> _Problem_:
Can you copy out, word for word, the records below from the line containing "of the road" through the last line of the records?

> _Listing_:
____________________

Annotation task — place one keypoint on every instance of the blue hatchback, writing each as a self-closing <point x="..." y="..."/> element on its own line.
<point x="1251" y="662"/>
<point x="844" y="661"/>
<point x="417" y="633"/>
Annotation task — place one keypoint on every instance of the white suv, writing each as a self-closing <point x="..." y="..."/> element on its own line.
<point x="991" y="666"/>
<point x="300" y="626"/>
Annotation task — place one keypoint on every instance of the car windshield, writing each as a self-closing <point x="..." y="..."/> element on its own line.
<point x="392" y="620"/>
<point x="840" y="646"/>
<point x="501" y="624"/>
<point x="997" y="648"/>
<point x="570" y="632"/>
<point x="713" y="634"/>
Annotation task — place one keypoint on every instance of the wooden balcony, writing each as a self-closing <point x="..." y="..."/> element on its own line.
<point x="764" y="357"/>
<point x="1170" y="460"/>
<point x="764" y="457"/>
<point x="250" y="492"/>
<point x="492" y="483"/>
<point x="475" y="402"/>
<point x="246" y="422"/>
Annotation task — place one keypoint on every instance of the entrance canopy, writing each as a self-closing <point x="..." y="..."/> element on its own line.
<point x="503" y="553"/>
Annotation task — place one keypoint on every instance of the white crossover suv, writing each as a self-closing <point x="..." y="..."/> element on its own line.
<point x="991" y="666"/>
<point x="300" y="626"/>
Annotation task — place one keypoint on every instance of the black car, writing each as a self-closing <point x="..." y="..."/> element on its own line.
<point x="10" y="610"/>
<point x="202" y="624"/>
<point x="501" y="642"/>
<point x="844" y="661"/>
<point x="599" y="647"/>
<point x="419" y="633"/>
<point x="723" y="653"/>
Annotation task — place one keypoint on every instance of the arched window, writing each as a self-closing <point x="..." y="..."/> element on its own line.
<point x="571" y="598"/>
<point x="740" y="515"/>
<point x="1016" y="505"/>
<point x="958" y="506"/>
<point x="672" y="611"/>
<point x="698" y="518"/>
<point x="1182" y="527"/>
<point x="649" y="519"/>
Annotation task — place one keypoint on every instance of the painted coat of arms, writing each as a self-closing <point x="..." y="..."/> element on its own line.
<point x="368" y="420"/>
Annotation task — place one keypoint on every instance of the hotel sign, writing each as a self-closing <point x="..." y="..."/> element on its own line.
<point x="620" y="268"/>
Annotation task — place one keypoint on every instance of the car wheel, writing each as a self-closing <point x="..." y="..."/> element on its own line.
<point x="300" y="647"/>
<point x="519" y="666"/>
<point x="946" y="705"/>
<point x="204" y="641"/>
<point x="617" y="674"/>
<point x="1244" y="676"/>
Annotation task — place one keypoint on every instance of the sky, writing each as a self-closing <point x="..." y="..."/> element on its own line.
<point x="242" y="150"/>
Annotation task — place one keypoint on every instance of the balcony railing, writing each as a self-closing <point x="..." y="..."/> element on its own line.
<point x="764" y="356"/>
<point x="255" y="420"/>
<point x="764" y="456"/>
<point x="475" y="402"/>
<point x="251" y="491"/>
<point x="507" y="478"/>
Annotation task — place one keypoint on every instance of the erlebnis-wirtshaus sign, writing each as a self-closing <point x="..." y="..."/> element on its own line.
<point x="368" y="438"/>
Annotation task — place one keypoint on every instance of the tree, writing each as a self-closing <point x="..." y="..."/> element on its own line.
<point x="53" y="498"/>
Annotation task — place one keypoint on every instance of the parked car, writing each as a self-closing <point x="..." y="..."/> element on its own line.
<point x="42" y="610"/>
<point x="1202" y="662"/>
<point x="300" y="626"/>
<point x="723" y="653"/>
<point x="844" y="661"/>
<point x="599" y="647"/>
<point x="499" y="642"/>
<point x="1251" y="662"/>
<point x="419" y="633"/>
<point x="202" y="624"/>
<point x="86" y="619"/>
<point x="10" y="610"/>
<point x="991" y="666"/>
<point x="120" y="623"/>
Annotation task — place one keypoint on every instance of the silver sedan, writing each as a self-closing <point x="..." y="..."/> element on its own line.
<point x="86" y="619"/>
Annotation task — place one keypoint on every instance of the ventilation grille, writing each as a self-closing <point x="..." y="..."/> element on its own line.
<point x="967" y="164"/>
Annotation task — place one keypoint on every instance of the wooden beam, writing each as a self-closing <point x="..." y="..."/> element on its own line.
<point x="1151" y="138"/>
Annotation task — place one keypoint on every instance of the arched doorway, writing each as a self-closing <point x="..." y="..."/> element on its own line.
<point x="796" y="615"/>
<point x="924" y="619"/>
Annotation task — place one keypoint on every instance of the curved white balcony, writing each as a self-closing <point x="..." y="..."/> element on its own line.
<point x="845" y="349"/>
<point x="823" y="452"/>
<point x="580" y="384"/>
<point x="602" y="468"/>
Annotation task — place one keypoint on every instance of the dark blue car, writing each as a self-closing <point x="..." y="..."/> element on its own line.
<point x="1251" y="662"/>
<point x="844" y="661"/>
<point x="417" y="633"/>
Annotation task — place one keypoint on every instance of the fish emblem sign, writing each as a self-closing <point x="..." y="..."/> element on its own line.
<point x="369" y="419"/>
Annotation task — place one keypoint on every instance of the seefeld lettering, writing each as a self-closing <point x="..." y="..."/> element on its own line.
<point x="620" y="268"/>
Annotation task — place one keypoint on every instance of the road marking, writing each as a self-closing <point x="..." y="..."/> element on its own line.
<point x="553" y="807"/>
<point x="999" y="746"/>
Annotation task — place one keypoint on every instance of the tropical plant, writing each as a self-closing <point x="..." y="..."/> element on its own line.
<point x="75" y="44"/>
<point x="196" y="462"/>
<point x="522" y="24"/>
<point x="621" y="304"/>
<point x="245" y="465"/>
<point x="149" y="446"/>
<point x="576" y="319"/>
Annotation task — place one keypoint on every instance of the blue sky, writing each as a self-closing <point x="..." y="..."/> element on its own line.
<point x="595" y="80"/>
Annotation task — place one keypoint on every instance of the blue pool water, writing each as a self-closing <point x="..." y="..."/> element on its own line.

____________________

> _Solution_:
Annotation task — place one keypoint on every instance of the road marking, writing each as a self-closing <point x="..." y="..."/> element on its own line.
<point x="553" y="807"/>
<point x="999" y="746"/>
Annotation task — place one keypoint on every instance of the tropical plant, writing each as a self-closing <point x="..." y="..."/> element on its own line.
<point x="75" y="44"/>
<point x="196" y="462"/>
<point x="522" y="24"/>
<point x="621" y="304"/>
<point x="245" y="465"/>
<point x="149" y="446"/>
<point x="576" y="319"/>
Annotation task — place one keypoint on every instance of the blue sky, writing each as a self-closing <point x="..." y="..."/> element on its own line.
<point x="595" y="80"/>
Annotation task — place one keypoint on every instance of the blue pool water, writing each as a self-closing <point x="..." y="..."/> element on its own line.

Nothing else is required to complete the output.